= Items =
---*---

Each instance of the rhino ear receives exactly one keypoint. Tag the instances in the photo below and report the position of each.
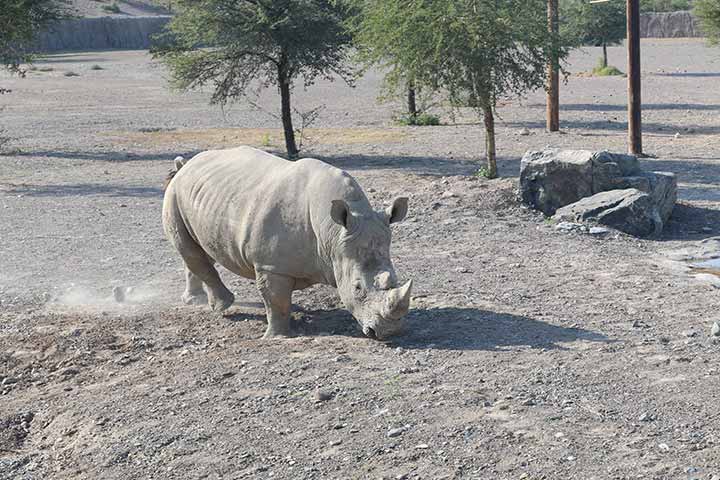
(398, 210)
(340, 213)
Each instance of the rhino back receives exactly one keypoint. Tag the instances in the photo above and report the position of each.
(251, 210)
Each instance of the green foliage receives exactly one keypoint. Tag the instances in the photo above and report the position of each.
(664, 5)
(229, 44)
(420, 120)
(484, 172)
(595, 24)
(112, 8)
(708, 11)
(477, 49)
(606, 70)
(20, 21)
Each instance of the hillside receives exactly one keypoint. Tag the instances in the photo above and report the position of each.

---*---

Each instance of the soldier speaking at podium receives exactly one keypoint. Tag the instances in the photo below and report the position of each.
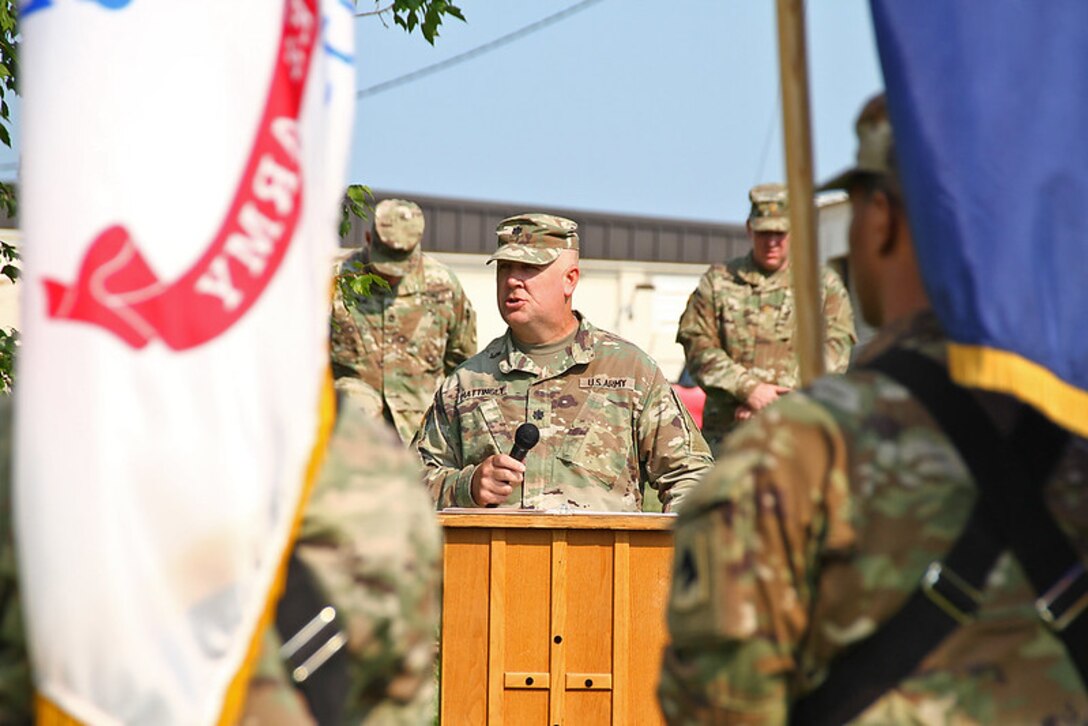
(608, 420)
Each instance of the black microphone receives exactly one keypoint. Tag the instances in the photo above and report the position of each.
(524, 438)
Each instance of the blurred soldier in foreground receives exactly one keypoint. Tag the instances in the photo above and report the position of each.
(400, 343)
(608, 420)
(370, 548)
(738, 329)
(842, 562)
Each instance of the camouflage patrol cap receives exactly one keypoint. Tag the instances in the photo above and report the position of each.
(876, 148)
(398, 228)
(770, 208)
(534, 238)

---*---

= Exercise objective =
Reproduce verbatim the records starting at the line containing "Each instance of the green" and ending at the line containing "Each instance of the hillside", both included.

= Solution for this task =
Each instance of the green foliage receives exactly one keypoint. Tag the instances in the photo above and report the position of each.
(664, 5)
(229, 44)
(420, 120)
(484, 172)
(595, 24)
(112, 8)
(708, 11)
(477, 49)
(606, 70)
(20, 21)
Each instance of the hillside receives exactly one keypoint. Tag the instances in the photo above and report the position of each.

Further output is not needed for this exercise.